• _What the task asks_
Please answer these from the passage on challenges in the handloom sector:
(a) What was the budget allocation for the textile sector in 2019-2020?
(b) How many handloom households does the Handloom Census (2019-2020) record?
(c) Who are smaller weavers often at the mercy of?

Challenges associated with Handloom Sector
- Cost of raw materials have increased – From cotton, silk, and woollen yarn to dyes, costs have increased and so has the shortage.
- Lack of proper credit support – the budget allocation for the textile sector came down to Rs 4,831 crore in (2019-2020) from Rs 6,943 in the previous fiscal. Thus, various schemes be it housing, subsidies, health insurance will affect the weaver too. Smaller weavers often are at the mercy of money lenders.
- Reduced number of Weavers – With many traditional families moving to cities for jobs as labourers, weavers have been leaving the loom. The recent Handloom Census (2019-2020) records that there are nearly 31.44 lakh handloom households, though it has seen a rise from the last census, the numbers are still dismal which is an immense cause for concern.
- Lack of Access – Poor infrastructure, older looms and inaccessibility to reach prime markets have made lives of handloom weavers even more difficult. While many organisations and NGOs have been helping local communities to reach consumers directly, there is a need to make it a level playing field of weavers.

(Segmentation labeling material)

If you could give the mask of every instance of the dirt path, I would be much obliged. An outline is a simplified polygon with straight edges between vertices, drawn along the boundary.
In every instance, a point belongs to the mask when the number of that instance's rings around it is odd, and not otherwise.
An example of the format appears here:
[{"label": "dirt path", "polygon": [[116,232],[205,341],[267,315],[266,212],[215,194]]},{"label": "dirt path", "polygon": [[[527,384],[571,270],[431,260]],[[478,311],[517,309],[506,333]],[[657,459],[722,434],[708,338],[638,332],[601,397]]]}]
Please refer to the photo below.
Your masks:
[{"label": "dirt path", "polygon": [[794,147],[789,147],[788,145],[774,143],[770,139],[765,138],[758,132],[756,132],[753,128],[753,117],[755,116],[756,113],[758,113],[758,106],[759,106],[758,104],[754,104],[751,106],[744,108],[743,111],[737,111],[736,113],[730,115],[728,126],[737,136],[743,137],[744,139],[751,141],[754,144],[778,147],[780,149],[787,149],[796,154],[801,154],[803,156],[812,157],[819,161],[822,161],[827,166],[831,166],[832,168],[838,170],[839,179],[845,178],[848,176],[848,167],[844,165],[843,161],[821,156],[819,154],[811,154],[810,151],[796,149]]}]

• _Worked solution_
(a) Rs 4,831 crore
(b) Nearly 31.44 lakh
(c) Money lenders